**Text zur Analyse**.
--

Lampertheim. Es ist eine sehr emotionale Geschichte, die schon beim Zuhören Gänsehaut erzeugt. Dorna Beizavi berichtet von ihrer beschwerlichen Flucht aus dem Iran, dem steinigen Weg in Deutschland und davon, wie glücklich sie heute ist. Sie ist endlich angekommen – als Medizinische Fachangestellte in der Hausarztpraxis Dr. Seelinger & Kollegen in Lampertheim und in ihrem Wohnort Bürstadt.

Die 29-Jährige hat allen Grund zum Jubeln: Kürzlich schloss sie ihre dreijährige Ausbildung mit der Note Zwei ab. Mehr noch, sie kann sich sogar Klassenbeste nennen. „Die sehr guten Leistungen machen mich stolz“, sagt Dorna Beizavi im Gespräch mit dieser Redaktion. Ihre aufreibenden Erlebnisse bis hin zum leistungsstarken Ergebnis fasst sie unter der Überschrift „Mein Weg zum Erfolg“ zusammen.

--

**Nachstehende Daten**.
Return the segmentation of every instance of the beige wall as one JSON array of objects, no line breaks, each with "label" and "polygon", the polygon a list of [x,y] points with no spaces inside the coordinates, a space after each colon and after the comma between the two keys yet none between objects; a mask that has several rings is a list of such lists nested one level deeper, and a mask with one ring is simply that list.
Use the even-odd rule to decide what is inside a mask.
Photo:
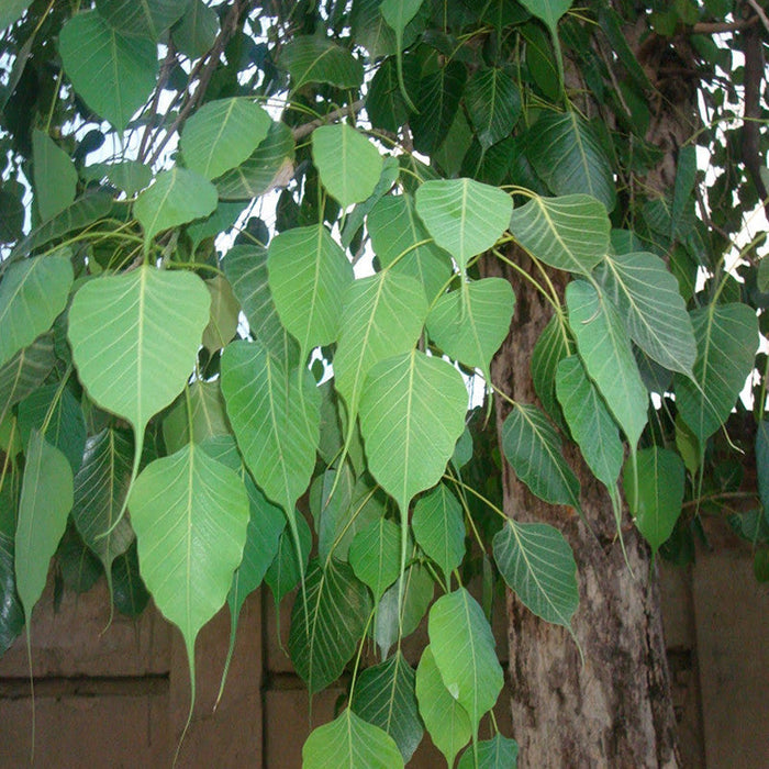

--

**Die Aufgabe**. Gib bitte die Passage von „Lampertheim. Es ist“ bis „ihrem Wohnort Bürstadt.“ aus dem Text über Dorna Beizavi wieder und ersetze darin „Hausarztpraxis“ durch „Arztpraxis“. Die Zeilen werden hierfür nicht gebraucht.

**Schriftliche Lösung**.
Lampertheim. Es ist eine sehr emotionale Geschichte, die schon beim Zuhören Gänsehaut erzeugt. Dorna Beizavi berichtet von ihrer beschwerlichen Flucht aus dem Iran, dem steinigen Weg in Deutschland und davon, wie glücklich sie heute ist. Sie ist endlich angekommen – als Medizinische Fachangestellte in der Arztpraxis Dr. Seelinger & Kollegen in Lampertheim und in ihrem Wohnort Bürstadt.